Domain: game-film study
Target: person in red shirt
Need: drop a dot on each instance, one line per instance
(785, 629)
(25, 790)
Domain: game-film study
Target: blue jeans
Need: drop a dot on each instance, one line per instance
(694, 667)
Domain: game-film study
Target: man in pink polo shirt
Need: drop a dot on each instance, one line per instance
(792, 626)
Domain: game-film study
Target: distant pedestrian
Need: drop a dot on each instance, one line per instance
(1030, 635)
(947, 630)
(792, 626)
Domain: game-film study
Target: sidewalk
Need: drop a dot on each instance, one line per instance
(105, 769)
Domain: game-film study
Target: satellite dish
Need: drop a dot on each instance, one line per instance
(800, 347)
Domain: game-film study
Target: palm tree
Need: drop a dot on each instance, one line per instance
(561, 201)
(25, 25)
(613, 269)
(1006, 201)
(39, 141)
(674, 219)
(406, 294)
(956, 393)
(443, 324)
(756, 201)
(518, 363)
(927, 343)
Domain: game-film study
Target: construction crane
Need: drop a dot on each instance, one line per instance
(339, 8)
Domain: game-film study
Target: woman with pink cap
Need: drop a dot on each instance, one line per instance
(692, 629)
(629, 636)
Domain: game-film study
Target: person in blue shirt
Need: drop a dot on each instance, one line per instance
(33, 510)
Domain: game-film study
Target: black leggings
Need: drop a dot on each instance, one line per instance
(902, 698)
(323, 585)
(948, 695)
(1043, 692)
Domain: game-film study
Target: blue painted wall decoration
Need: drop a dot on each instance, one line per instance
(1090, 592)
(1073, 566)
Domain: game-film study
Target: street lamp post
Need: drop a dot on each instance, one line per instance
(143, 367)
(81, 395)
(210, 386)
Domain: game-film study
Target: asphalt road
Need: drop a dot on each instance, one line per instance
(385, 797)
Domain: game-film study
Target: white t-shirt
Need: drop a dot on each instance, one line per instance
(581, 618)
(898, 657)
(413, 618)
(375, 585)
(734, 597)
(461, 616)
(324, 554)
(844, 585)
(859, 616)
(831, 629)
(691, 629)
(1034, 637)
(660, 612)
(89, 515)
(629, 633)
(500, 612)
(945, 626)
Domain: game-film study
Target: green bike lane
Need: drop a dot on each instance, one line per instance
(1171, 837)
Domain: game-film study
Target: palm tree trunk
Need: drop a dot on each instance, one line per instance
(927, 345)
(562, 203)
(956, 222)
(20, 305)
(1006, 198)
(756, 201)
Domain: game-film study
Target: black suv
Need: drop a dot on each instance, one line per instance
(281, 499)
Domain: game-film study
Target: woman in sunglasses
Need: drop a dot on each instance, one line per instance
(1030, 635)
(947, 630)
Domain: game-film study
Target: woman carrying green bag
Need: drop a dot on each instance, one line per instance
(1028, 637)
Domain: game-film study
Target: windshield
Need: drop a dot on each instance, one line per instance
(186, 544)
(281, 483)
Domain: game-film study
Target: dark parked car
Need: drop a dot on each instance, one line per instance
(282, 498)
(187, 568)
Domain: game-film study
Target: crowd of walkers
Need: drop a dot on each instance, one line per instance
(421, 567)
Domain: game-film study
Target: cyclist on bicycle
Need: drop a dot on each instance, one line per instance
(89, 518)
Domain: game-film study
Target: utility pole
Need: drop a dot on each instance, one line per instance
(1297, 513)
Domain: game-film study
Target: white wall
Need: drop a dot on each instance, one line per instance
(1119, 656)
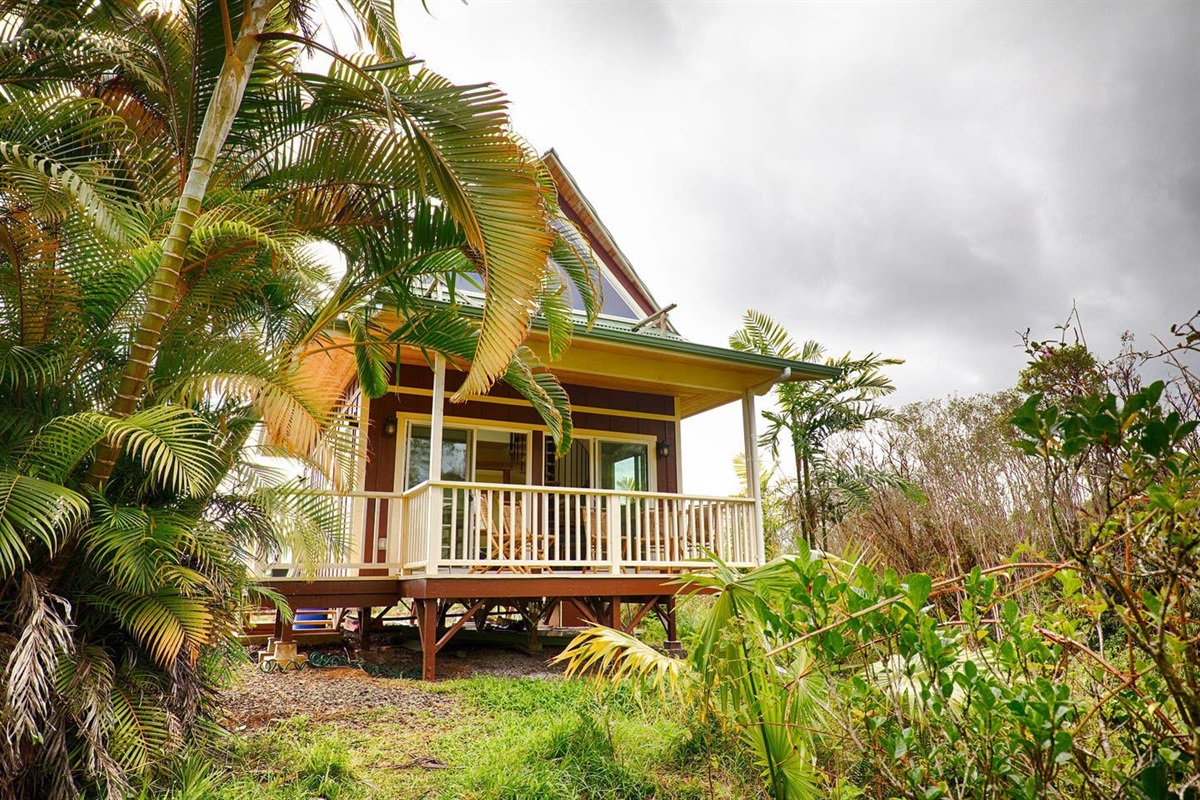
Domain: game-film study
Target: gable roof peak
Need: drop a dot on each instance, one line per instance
(580, 210)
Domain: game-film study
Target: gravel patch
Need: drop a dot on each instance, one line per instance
(342, 692)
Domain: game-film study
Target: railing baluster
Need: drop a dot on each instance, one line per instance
(454, 523)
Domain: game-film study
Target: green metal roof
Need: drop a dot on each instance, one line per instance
(610, 330)
(618, 331)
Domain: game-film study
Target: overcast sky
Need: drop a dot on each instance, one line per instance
(921, 179)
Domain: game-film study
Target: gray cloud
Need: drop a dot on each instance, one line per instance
(922, 179)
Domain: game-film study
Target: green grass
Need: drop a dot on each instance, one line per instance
(503, 739)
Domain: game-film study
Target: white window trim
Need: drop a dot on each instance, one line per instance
(405, 421)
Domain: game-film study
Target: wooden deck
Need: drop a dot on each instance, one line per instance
(456, 551)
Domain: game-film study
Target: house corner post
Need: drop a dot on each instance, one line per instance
(750, 432)
(613, 535)
(433, 545)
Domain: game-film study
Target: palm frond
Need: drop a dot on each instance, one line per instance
(621, 657)
(33, 509)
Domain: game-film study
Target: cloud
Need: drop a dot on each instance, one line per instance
(921, 179)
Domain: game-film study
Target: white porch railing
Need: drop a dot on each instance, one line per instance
(441, 527)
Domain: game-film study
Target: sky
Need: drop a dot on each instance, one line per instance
(924, 180)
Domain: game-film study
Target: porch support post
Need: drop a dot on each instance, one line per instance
(750, 431)
(672, 643)
(427, 625)
(433, 546)
(365, 629)
(282, 627)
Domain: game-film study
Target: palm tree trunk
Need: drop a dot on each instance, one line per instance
(808, 517)
(219, 119)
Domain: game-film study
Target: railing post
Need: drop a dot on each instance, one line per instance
(613, 535)
(749, 429)
(433, 535)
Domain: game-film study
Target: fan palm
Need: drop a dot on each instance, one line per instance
(167, 180)
(729, 672)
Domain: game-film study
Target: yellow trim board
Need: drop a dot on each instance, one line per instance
(516, 401)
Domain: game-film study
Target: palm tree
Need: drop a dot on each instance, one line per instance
(809, 413)
(731, 672)
(166, 179)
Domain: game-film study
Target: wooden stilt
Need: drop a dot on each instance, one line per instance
(615, 614)
(672, 643)
(365, 629)
(282, 627)
(427, 621)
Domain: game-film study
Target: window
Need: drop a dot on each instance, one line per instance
(455, 455)
(623, 465)
(483, 455)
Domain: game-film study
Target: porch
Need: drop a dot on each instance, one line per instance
(443, 528)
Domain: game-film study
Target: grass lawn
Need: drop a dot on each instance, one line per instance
(484, 738)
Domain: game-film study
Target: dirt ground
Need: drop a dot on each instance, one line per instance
(334, 693)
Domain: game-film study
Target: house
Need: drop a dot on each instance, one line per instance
(466, 506)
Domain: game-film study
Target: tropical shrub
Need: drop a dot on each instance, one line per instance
(1071, 678)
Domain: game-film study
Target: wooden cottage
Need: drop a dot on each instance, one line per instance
(465, 506)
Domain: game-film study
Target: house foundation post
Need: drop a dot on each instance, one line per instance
(615, 614)
(427, 625)
(282, 627)
(672, 644)
(365, 629)
(433, 541)
(750, 432)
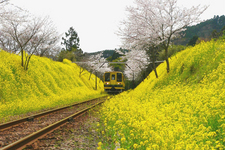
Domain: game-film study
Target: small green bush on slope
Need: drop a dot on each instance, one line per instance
(44, 85)
(180, 110)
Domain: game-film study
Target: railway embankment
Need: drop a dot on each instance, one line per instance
(182, 109)
(45, 85)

**TASK PROMPT:** Please repeat the entries above exactly, leaving out any pictures.

**PROBLEM SOLUTION:**
Domain: game-film study
Target: person in red shirt
Need: drop a dot on each instance, one line per instance
(785, 629)
(25, 790)
Domain: game-film study
Target: blue jeans
Need: drop a dot on each instance, one line per instance
(694, 667)
Domain: game-film study
Target: man in pink polo shirt
Need: drop a dot on each instance, one line per instance
(792, 626)
Domain: game-film study
Target: distant pedestrian
Need: drop a dot on each instance, one line per instance
(1030, 635)
(947, 630)
(792, 626)
Domain: game-film study
Target: sidewalk
Need: drop a dot on each instance, one line per instance
(105, 769)
Domain: game-film study
Target: satellite dish
Need: drop a dot on each instance, one line per instance
(800, 347)
Domain: game-film study
Target: palm tree
Need: drop a dot on each instance, one line per instance
(561, 201)
(25, 25)
(613, 269)
(1006, 201)
(39, 141)
(674, 219)
(406, 294)
(956, 393)
(443, 324)
(756, 201)
(518, 363)
(927, 343)
Domain: game-film study
Target: construction crane
Need: drop a dot on each instance, one line per instance
(339, 8)
Domain: game-film study
Target: woman with pink cap
Need: drop a dot on each instance, one line per instance
(692, 629)
(629, 636)
Domain: game-film study
Target: person in blue shirt
Need: drop a dot on each instance, one line per instance
(33, 510)
Domain: game-film study
Target: black leggings
Need: drop a dot on each instance, one line per instance
(902, 698)
(323, 585)
(948, 695)
(1043, 692)
Domain: game-film study
Target: blue painted wall decoration
Need: drop a dot on each instance, one line per instance
(1090, 592)
(1073, 566)
Domain: game-film study
Target: street lamp post
Need: drop a dot on each instance, one line per instance
(143, 367)
(81, 395)
(210, 386)
Domain: game-film study
Target: asphalt road
Need: drop a dot on each instance, one line per instance
(385, 797)
Domain: game-film study
Target: white t-shirt
Need: drop a dot on each instance, one line per instance
(581, 618)
(898, 657)
(413, 618)
(375, 585)
(734, 597)
(461, 616)
(324, 554)
(844, 585)
(859, 616)
(831, 629)
(691, 629)
(1034, 637)
(660, 612)
(89, 515)
(629, 633)
(500, 612)
(945, 626)
Domain: game-film study
Target: green bike lane
Need: drop a dot on each instance, one line per instance
(1171, 837)
Domain: game-film study
Target: palm tree trunk
Need: drop a dot on each instance, one line per instance
(927, 345)
(562, 203)
(956, 222)
(20, 305)
(1006, 198)
(756, 201)
Domain: game-film study
Target: black suv
Need: drop a dot on each instance, one line per instance
(281, 499)
Domain: game-film study
Target: woman in sunglasses
Need: drop a dot on each instance, one line per instance
(1030, 635)
(947, 630)
Domain: game-film study
Target: woman carrying green bag
Need: drop a dot on each instance, one line per instance
(1028, 637)
Domain: game-film study
Target: windshield
Need: drop a dot on each instance, one line per instance
(186, 544)
(281, 483)
Domain: game-film study
Target: dark parked car
Need: drop a dot on each instance, one line per instance
(282, 498)
(187, 568)
Domain: game-film study
Target: crowd of walkers
Need: drop a dot on each instance, one line per instance
(421, 567)
Domain: game-film study
Target: cyclist on bicycle
Need: drop a dot on each instance, one line per instance
(89, 518)
Domain: game-film study
Target: utility pole
Need: drop a dot on each instance, one line per instance
(1297, 513)
Domain: game-film study
Target: white wall
Need: drop a dot on each instance, one line per instance
(1119, 656)
Domain: game-film study
Target: gable roof peak
Need: drop a dot on each instance, one line per instance
(580, 210)
Domain: game-film study
Target: gravel patch
Need: drop a dot on each instance, one line per instance
(342, 692)
Domain: game-film study
Target: railing baluster
Need: drop a dot on each instance, one line per instance
(454, 523)
Domain: game-film study
Target: green metal roof
Need: drop a dot on each instance, one line per instance
(610, 330)
(618, 331)
Domain: game-film study
Target: overcast sky
Need: drop a dot on each instance, one line per instance
(921, 179)
Domain: game-film study
Target: gray cloud
Need: drop a dot on each instance, one line per instance
(922, 179)
Domain: game-film study
Target: green grass
Need: drop a dot on each instance, one line per instance
(503, 739)
Domain: game-film study
Target: white window trim
Need: drop a dot on each instance, one line per instance
(405, 421)
Domain: game-film study
Target: wooden deck
Need: drop a dot on each instance, one line per instance
(456, 551)
Domain: game-film study
Target: house corner post
Need: drop a dot on each instance, one line per instance
(750, 432)
(613, 535)
(433, 545)
Domain: game-film study
Target: palm frond
Need: drop a dot on each instance, one line per instance
(621, 657)
(33, 509)
Domain: game-film study
Target: cloud
Need: drop a dot on each instance, one line per instance
(921, 179)
Domain: game-film study
Target: white porch railing
Need: drop a dot on each instance, one line per instance
(441, 527)
Domain: game-film study
Target: sky
Need: drop a dot on each instance, one line per instance
(924, 180)
Domain: game-film study
Target: porch support post
Need: drop a dot on each instance, one line per instance
(750, 431)
(672, 643)
(427, 625)
(433, 546)
(365, 629)
(282, 627)
Domain: game-film study
Target: palm tree trunk
Need: drop a dot on each instance, one line per instance
(808, 517)
(219, 119)
Domain: game-film study
Target: railing post
Need: drop a dot on each instance, one line per instance
(613, 535)
(749, 429)
(433, 535)
Domain: game-film study
Target: fan palm
Need: drop a dot on each instance, one line per instance
(167, 180)
(729, 672)
Domain: game-film study
Target: yellow trim board
Need: drop a dot on each instance, one line per instance
(516, 401)
Domain: game-film study
Target: palm tree
Need: drop a dot on each instance, one line per instance
(809, 413)
(731, 672)
(166, 179)
Domain: game-film study
Target: wooden stilt
Need: drop a dot on each instance, one line per instance
(615, 614)
(672, 643)
(365, 629)
(282, 627)
(427, 621)
Domain: game-film study
Target: window
Need: drop a dot on each instance, one line per instance
(455, 455)
(623, 465)
(483, 455)
Domain: game-film study
Target: porch
Need: drop a dot on each instance, one line per instance
(443, 528)
Domain: game-film study
Target: grass lawn
Need: drop a dot on each instance, one line per instance
(484, 738)
Domain: game-film study
Target: dirt ground
Need: drop a dot on each instance, one line per instance
(334, 693)
Domain: game-film study
Target: house
Need: drop a dot on each instance, one line per instance
(466, 506)
Domain: game-film study
Target: tropical shrub
Need: drop a dot on each instance, one line per instance
(1071, 678)
Domain: game-film study
Target: wooden cottage
Need: drop a dot on each instance, one line per instance
(465, 506)
Domain: game-film study
Target: house foundation post
Need: drop a dot on each instance, one line per instance
(615, 614)
(427, 625)
(282, 627)
(672, 644)
(365, 629)
(433, 541)
(750, 432)
Domain: game-film study
Target: small green bush on slope
Need: drop a dot on each instance, one line per instance
(44, 85)
(180, 110)
Domain: game-film study
Target: railway embankment
Need: drop a dot on each instance, one line per instance
(182, 109)
(45, 85)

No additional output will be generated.